---------- Supplied material
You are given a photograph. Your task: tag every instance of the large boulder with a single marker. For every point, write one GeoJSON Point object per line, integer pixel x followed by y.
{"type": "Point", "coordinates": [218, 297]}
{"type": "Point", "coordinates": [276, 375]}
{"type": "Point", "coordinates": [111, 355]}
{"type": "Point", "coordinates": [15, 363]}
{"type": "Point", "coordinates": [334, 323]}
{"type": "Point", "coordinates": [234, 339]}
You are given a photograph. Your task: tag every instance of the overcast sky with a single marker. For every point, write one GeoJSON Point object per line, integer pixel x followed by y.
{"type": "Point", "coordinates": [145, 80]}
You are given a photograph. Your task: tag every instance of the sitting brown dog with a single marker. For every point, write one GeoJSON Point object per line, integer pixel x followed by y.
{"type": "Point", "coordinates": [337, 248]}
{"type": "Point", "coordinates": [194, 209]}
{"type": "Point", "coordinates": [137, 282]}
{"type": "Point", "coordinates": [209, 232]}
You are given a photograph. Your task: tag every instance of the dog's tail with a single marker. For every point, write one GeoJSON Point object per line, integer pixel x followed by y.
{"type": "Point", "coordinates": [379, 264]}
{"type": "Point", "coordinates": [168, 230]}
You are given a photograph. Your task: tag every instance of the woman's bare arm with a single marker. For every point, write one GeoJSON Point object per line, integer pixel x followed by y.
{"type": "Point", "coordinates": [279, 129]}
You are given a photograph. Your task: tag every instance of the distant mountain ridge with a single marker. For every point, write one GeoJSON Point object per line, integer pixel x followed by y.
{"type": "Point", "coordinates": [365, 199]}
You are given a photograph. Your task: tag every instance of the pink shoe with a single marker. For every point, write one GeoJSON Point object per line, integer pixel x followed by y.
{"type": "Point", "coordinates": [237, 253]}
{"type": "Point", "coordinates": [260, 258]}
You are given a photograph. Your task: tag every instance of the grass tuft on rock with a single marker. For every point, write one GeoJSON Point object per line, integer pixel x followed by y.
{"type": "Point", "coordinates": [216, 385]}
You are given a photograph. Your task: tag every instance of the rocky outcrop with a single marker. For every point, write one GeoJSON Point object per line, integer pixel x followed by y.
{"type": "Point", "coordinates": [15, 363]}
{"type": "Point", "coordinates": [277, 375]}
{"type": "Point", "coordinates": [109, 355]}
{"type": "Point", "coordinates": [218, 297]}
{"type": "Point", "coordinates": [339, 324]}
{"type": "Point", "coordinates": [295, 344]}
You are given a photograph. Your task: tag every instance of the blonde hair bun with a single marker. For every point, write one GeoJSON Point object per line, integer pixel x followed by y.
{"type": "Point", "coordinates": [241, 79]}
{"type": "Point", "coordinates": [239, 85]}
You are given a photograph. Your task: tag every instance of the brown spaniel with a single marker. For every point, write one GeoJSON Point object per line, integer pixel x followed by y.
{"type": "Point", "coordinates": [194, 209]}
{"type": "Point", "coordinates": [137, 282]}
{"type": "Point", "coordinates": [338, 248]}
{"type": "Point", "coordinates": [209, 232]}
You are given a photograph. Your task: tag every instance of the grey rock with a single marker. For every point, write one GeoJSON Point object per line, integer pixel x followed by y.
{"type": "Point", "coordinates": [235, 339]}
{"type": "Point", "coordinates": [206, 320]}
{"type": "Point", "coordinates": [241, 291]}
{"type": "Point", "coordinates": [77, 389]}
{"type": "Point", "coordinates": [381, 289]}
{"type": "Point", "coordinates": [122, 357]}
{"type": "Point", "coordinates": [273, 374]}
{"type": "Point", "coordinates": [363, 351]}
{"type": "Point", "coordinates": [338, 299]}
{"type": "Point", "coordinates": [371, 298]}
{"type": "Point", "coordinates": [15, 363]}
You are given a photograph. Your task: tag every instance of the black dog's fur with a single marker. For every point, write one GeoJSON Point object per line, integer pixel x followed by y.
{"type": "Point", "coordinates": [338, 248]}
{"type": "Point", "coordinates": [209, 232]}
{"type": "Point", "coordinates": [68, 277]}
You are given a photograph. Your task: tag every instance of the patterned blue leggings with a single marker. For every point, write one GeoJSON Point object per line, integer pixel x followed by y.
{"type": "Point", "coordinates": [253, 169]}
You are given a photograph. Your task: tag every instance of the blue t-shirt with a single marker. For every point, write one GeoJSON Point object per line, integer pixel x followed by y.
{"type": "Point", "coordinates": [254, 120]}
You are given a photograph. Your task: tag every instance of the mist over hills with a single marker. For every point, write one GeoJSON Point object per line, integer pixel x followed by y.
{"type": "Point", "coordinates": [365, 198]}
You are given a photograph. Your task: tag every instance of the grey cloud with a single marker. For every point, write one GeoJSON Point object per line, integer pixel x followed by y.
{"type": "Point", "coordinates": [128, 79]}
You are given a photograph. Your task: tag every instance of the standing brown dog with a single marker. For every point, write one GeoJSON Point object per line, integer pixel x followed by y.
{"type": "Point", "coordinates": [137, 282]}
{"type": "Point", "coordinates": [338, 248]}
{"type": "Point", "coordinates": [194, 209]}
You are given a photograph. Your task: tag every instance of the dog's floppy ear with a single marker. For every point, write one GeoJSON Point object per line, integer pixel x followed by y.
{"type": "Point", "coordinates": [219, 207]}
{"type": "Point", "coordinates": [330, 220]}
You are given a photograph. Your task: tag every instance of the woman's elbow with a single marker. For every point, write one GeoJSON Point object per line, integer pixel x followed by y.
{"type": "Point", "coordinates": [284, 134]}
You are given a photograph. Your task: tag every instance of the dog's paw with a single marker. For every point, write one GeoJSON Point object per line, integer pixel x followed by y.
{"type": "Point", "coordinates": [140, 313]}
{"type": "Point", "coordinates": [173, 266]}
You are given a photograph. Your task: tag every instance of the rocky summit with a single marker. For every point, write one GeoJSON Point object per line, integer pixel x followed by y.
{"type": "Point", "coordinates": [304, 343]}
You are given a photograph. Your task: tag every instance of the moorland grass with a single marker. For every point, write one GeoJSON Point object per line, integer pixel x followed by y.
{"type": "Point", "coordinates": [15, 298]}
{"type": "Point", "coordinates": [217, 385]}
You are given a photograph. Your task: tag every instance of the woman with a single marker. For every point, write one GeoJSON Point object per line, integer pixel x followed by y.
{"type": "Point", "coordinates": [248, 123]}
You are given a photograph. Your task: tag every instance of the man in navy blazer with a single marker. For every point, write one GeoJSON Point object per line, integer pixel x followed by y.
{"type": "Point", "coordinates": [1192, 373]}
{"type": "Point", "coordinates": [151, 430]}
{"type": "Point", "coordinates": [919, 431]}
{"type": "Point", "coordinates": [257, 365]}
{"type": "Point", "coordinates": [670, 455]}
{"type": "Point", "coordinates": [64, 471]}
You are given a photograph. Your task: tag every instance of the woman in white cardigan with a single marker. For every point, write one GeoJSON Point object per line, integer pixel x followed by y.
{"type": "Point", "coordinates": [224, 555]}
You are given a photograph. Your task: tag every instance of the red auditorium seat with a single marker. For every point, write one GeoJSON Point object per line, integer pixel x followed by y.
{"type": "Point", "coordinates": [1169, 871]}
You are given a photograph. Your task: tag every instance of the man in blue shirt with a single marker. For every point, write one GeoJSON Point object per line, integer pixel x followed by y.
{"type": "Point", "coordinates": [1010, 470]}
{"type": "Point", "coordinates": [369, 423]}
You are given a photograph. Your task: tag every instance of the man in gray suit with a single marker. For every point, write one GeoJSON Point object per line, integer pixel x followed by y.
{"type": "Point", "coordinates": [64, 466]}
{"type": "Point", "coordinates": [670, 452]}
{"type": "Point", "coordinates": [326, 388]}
--------------------
What is being asked:
Each entry in the data must be copied exactly.

Output:
You are given a photograph. Your task: tag every instance of the large boulder with a single marker. For every point, write one GeoJSON Point object per line, integer pixel x followed by y.
{"type": "Point", "coordinates": [218, 297]}
{"type": "Point", "coordinates": [276, 375]}
{"type": "Point", "coordinates": [111, 355]}
{"type": "Point", "coordinates": [15, 363]}
{"type": "Point", "coordinates": [334, 323]}
{"type": "Point", "coordinates": [234, 339]}
You are given a photograph. Your task: tag every instance of the overcast sky with a single marker. For every point, write one GeoJSON Point object per line, integer pixel x followed by y.
{"type": "Point", "coordinates": [145, 80]}
You are given a photograph. Your task: tag every instance of the sitting brown dog with a single marker. For every point, write one GeoJSON Point object per line, integer pixel x followed by y.
{"type": "Point", "coordinates": [337, 248]}
{"type": "Point", "coordinates": [194, 209]}
{"type": "Point", "coordinates": [137, 282]}
{"type": "Point", "coordinates": [209, 232]}
You are given a photograph. Your task: tag every instance of the dog's tail with a single marker. For every point, write one GeoJSON Point object per line, integer pixel x followed by y.
{"type": "Point", "coordinates": [379, 264]}
{"type": "Point", "coordinates": [168, 230]}
You are given a photograph. Your task: tag every instance of the woman's bare arm with a single marker. For every point, write one GeoJSON Point object per line, integer pixel x followed by y.
{"type": "Point", "coordinates": [279, 129]}
You are given a photograph. Your task: tag every instance of the distant mountain ridge with a single marker. For every point, write one GeoJSON Point object per line, integer pixel x followed by y.
{"type": "Point", "coordinates": [365, 199]}
You are given a photograph. Your task: tag every instance of the pink shoe with a single marker. For every point, write one GeoJSON Point object per line, integer pixel x followed by y.
{"type": "Point", "coordinates": [237, 253]}
{"type": "Point", "coordinates": [260, 258]}
You are given a photograph. Your task: tag every instance of the grass tuft on rock with a single marker. For every point, write one GeoJSON Point object per line, integer pixel x followed by y.
{"type": "Point", "coordinates": [216, 385]}
You are given a photograph. Your task: tag every instance of the rocky outcrop with a single marker. For every point, write one GeoJSON Point object per line, integer pixel x followed by y.
{"type": "Point", "coordinates": [15, 363]}
{"type": "Point", "coordinates": [277, 375]}
{"type": "Point", "coordinates": [109, 355]}
{"type": "Point", "coordinates": [218, 297]}
{"type": "Point", "coordinates": [339, 324]}
{"type": "Point", "coordinates": [295, 344]}
You are given a photograph. Your task: tag every instance of the blonde hair bun with a single marker. For every point, write one GeoJSON Point object per line, integer pixel x followed by y.
{"type": "Point", "coordinates": [241, 79]}
{"type": "Point", "coordinates": [239, 85]}
You are given a photograph. Your task: tag every instance of the brown spaniel with a single marker. For every point, write one GeoJSON Point object per line, integer pixel x followed by y.
{"type": "Point", "coordinates": [194, 209]}
{"type": "Point", "coordinates": [137, 282]}
{"type": "Point", "coordinates": [338, 248]}
{"type": "Point", "coordinates": [209, 232]}
You are given a photograph. Your task: tag every instance of the grey rock with a single marker. For every point, write one GeoJSON Point object per line, integer pixel x followed by y.
{"type": "Point", "coordinates": [235, 339]}
{"type": "Point", "coordinates": [206, 320]}
{"type": "Point", "coordinates": [241, 291]}
{"type": "Point", "coordinates": [77, 389]}
{"type": "Point", "coordinates": [381, 289]}
{"type": "Point", "coordinates": [122, 357]}
{"type": "Point", "coordinates": [273, 374]}
{"type": "Point", "coordinates": [363, 351]}
{"type": "Point", "coordinates": [338, 299]}
{"type": "Point", "coordinates": [371, 298]}
{"type": "Point", "coordinates": [15, 363]}
You are given a photograph. Your task: tag every instance of the black dog's fur with a single marker. For every point, write one GeoJSON Point object per line, integer pixel x followed by y.
{"type": "Point", "coordinates": [338, 248]}
{"type": "Point", "coordinates": [209, 232]}
{"type": "Point", "coordinates": [68, 277]}
You are given a photograph. Your task: tag every instance of the patterned blue leggings with a single marker. For every point, write one GeoJSON Point object per line, integer pixel x followed by y.
{"type": "Point", "coordinates": [253, 169]}
You are given a photograph. Your task: tag every instance of the blue t-shirt with a single marker. For every point, write one GeoJSON Point object per line, integer pixel x followed by y.
{"type": "Point", "coordinates": [254, 120]}
You are given a photograph. Your task: tag every instance of the mist over hills with a single marker. For every point, write one GeoJSON Point object per line, integer pixel x followed by y.
{"type": "Point", "coordinates": [365, 198]}
You are given a photograph. Your task: tag every instance of the grey cloud with a single marker. For every point, write one GeoJSON Point object per line, integer pixel x followed by y.
{"type": "Point", "coordinates": [128, 79]}
You are given a photograph. Your task: tag every instance of the standing brown dog with a single marker. For every point, write one GeoJSON Point object per line, integer pixel x followed by y.
{"type": "Point", "coordinates": [137, 282]}
{"type": "Point", "coordinates": [338, 248]}
{"type": "Point", "coordinates": [194, 209]}
You are given a photograph. Your task: tag every instance of the dog's floppy ear with a single marker. For every point, write one GeoJSON Point object per line, integer pixel x followed by y.
{"type": "Point", "coordinates": [219, 207]}
{"type": "Point", "coordinates": [330, 220]}
You are given a photograph. Your task: tag every instance of the woman's elbow with a single marker. For every point, write one GeoJSON Point object per line, integer pixel x followed by y.
{"type": "Point", "coordinates": [284, 134]}
You are given a photograph. Your task: tag every instance of the dog's paw with a single marker. For every point, write one GeoJSON Point object per line, integer pixel x followed by y.
{"type": "Point", "coordinates": [140, 313]}
{"type": "Point", "coordinates": [173, 266]}
You are given a photograph. Your task: tag every instance of the rocky summit with a single marker. For every point, write one GeoJSON Point object per line, integer pixel x followed by y.
{"type": "Point", "coordinates": [304, 343]}
You are given a photograph. Your task: tag every instance of the moorland grass with a single marker. For every point, write one GeoJSON Point object per line, integer pixel x followed by y.
{"type": "Point", "coordinates": [15, 298]}
{"type": "Point", "coordinates": [217, 385]}
You are given a photograph. Your task: tag every instance of the woman with a single marker. For every point, write one GeoJSON Point object per line, integer pixel x followed by y.
{"type": "Point", "coordinates": [248, 123]}
You are given a photograph. Your task: tag every instance of the man in navy blazer with a single marker. For every point, write one GeoJSON Point object per line, integer pixel x followed by y.
{"type": "Point", "coordinates": [1192, 373]}
{"type": "Point", "coordinates": [151, 430]}
{"type": "Point", "coordinates": [919, 431]}
{"type": "Point", "coordinates": [257, 365]}
{"type": "Point", "coordinates": [670, 455]}
{"type": "Point", "coordinates": [64, 471]}
You are given a photograph. Your task: tag every instance of the woman in white cardigan with a single marker. For every point, write one GeoJSON Point object per line, integer pixel x followed by y.
{"type": "Point", "coordinates": [224, 555]}
You are given a photograph. Your task: tag every instance of the red auditorium seat with a single marker. For every point, write one GeoJSON Point object per line, integer pixel x followed by y.
{"type": "Point", "coordinates": [1169, 871]}
You are given a photograph. Your task: tag every instance of the man in blue shirt with a single marker. For every point, write one GeoJSON Point object per line, integer pixel x followed by y.
{"type": "Point", "coordinates": [1010, 470]}
{"type": "Point", "coordinates": [369, 423]}
You are given a photograph. Your task: tag every instance of the man in gray suit with a single marker. For every point, write one GeoJSON Point object per line, integer pixel x followed by y.
{"type": "Point", "coordinates": [64, 466]}
{"type": "Point", "coordinates": [670, 452]}
{"type": "Point", "coordinates": [326, 388]}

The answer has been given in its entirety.